■ Directions for this task: Decide whether each statement agrees with the article on the Specialty Media acquisition, answering yes or no and quoting the text's deciding words. 1. Chemicon expects about $4m from sales of Specialty Media's products in 2005. 2. The Visiongain report forecasts the stem cell therapy and tissue engineering market to reach around $10bn in 2010. 3. Chemicon already offered stem cell marker antibodies.

:: Passage shown

Specialty Media develops and supplies a variety of specialty stem cell culture media formulations and supplements, cells and research reagent tools to the life sciences industry.
At the heart of Serologicals' purchase of Specialty Media is a desire to tap into the growing interest in stem cells. These cells retain the ability to differentiate into any other cell type, raising the prospect that they could be used to treat diseases, for example by creating new insulin-producing tissue for diabetes, or implanting stem cells into a damaged heart so they can grow new healthy tissue.
While in a fairly embryonic stage at present, the market for stem cell-based therapies and tissue engineering is tipped to grow to around $10bn in 2013, according to a recently published report from Visiongain.
"The Specialty Media acquisition represents another milestone achievement in the execution of our strategic plan to continue to be the premier provider of tools for stem cell research," said Jeffrey Linton, Chemicon's president.
He said that Chemicon expects to generate approximately $4m from the sale of Specialty Media's products in 2005.
The new acquisition brings a broad range of stem cell-related technologies into Chemicon's portfolio, including support reagents such as feeder cells and media. Chemicon already offers stem cell differentiation and characterisation kits, stem cell marker antibodies, media and culture supplements.

::::
:: Data extract

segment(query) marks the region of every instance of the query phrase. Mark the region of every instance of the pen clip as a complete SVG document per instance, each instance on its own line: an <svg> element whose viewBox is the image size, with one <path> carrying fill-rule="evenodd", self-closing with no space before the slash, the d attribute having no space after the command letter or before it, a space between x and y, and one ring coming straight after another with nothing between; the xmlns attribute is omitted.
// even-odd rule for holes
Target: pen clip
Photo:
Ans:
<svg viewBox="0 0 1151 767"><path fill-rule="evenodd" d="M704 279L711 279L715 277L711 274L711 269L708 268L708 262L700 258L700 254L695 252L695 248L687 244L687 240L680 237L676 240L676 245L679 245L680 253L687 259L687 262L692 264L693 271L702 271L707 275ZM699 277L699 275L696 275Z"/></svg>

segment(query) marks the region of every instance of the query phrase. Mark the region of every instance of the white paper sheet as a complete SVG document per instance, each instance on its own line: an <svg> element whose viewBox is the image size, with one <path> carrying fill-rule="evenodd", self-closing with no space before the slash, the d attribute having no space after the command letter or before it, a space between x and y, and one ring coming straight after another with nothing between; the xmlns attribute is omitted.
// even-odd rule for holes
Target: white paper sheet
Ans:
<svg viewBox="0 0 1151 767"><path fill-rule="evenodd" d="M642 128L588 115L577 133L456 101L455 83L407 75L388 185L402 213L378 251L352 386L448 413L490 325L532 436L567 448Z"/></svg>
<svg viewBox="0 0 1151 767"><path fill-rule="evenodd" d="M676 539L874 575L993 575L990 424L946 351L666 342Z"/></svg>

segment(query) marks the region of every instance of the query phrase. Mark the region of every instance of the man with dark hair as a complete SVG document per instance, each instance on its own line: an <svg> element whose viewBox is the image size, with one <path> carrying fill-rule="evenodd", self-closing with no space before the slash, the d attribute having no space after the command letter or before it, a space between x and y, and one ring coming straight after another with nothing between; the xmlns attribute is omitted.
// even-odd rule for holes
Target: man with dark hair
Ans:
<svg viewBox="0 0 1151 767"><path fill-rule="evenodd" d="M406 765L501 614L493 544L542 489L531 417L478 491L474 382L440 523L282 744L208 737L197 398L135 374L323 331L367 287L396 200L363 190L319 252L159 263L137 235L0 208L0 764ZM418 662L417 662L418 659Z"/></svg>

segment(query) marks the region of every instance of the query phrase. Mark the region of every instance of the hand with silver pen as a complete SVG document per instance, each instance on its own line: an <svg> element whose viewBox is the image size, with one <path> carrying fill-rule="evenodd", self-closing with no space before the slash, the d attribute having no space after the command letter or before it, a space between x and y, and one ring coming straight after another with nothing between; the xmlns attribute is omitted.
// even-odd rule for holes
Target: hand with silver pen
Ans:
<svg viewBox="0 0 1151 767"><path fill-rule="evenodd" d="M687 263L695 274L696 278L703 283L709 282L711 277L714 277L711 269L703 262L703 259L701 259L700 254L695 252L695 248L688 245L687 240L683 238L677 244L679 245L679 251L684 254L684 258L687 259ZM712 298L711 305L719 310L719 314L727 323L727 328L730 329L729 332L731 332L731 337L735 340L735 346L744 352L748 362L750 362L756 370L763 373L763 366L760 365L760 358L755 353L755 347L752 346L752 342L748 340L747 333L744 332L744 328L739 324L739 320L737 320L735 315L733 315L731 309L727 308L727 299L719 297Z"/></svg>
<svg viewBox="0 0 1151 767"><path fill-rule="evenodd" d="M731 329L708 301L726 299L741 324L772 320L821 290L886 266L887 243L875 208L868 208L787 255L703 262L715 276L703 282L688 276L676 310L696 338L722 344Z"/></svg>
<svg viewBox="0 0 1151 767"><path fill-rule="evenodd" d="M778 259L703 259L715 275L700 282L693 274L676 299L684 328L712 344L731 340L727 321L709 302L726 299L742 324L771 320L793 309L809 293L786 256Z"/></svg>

::::

■ Solution to this task:
1. Yes: "Chemicon expects to generate approximately $4m from the sale of Specialty Media's products in 2005."
2. No: "is tipped to grow to around $10bn in 2013"
3. Yes: "Chemicon already offers stem cell differentiation and characterisation kits, stem cell marker antibodies, media and culture supplements."